>> START Exercise data

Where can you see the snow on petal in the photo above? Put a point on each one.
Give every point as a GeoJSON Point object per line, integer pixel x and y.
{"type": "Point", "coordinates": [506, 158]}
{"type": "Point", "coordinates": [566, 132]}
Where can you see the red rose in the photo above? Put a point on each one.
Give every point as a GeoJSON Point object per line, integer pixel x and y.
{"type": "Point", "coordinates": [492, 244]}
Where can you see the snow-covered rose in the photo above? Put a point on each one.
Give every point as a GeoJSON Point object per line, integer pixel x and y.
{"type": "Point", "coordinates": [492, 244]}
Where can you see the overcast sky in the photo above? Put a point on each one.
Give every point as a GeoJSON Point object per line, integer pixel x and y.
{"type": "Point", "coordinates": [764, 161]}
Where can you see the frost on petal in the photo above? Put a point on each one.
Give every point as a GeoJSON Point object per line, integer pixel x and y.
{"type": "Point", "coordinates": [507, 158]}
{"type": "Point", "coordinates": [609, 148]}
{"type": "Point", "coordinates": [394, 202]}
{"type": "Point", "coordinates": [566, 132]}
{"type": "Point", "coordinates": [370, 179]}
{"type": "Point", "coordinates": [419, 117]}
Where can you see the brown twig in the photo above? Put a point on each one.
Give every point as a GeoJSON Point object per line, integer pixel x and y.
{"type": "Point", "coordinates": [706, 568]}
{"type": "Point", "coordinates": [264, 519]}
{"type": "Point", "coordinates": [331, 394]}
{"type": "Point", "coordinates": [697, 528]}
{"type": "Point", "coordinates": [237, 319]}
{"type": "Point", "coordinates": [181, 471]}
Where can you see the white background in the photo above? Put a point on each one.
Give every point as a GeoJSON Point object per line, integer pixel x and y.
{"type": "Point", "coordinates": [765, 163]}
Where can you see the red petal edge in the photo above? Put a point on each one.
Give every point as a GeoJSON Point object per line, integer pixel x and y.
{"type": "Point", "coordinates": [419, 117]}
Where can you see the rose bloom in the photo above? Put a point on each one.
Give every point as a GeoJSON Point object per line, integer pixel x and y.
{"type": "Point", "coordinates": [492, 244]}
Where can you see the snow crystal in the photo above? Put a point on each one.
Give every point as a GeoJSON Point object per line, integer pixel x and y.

>> END Exercise data

What is expected — Format every line of the data above as a numbered list, omitting any blank lines.

Result —
1. Where can you see the snow on petal in the photo above? Put a point on each one.
2. Give every point as a GeoJSON Point object per line, integer pixel x and y.
3. {"type": "Point", "coordinates": [506, 158]}
4. {"type": "Point", "coordinates": [566, 132]}
5. Where can you see the red rose in the photo above? Put a point on each one.
6. Give every point as a GeoJSON Point object per line, integer pixel x and y.
7. {"type": "Point", "coordinates": [492, 244]}
8. Where can you see the snow-covered rose in the photo above? Put a point on each one.
9. Give every point as a GeoJSON Point object per line, integer pixel x and y.
10. {"type": "Point", "coordinates": [492, 244]}
11. Where can you see the overcast sky in the photo above? Put a point on each one.
12. Give every point as a GeoJSON Point object per line, integer pixel x and y.
13. {"type": "Point", "coordinates": [764, 161]}
14. Where can you see the frost on petal in the photo above? Put a point on each one.
15. Give every point as a GeoJSON Point object per line, integer pixel x and y.
16. {"type": "Point", "coordinates": [507, 158]}
17. {"type": "Point", "coordinates": [609, 148]}
18. {"type": "Point", "coordinates": [394, 202]}
19. {"type": "Point", "coordinates": [566, 132]}
20. {"type": "Point", "coordinates": [370, 179]}
21. {"type": "Point", "coordinates": [419, 117]}
22. Where can you see the brown twig in the photo above? Put a point on each one.
23. Give every point as a GeoJSON Point object per line, integer pixel x and y.
24. {"type": "Point", "coordinates": [706, 568]}
25. {"type": "Point", "coordinates": [264, 519]}
26. {"type": "Point", "coordinates": [331, 394]}
27. {"type": "Point", "coordinates": [697, 528]}
28. {"type": "Point", "coordinates": [237, 319]}
29. {"type": "Point", "coordinates": [181, 471]}
30. Where can you see the white background in the photo above? Put a point on each one.
31. Give every point as a GeoJSON Point object per line, integer pixel x and y.
32. {"type": "Point", "coordinates": [765, 163]}
33. Where can you see the red petal edge in the photo above? Put a point on each one.
34. Give every point as a GeoJSON Point object per line, integer pixel x and y.
35. {"type": "Point", "coordinates": [419, 117]}
36. Where can you see the rose bloom in the photo above? Put a point on each one.
37. Give every point as a GeoJSON Point object per line, integer pixel x and y.
38. {"type": "Point", "coordinates": [492, 244]}
39. Where can you see the snow crystal in the photo above? Put a point on each one.
40. Give every point as a GeoJSON Point object per line, integer pixel x and y.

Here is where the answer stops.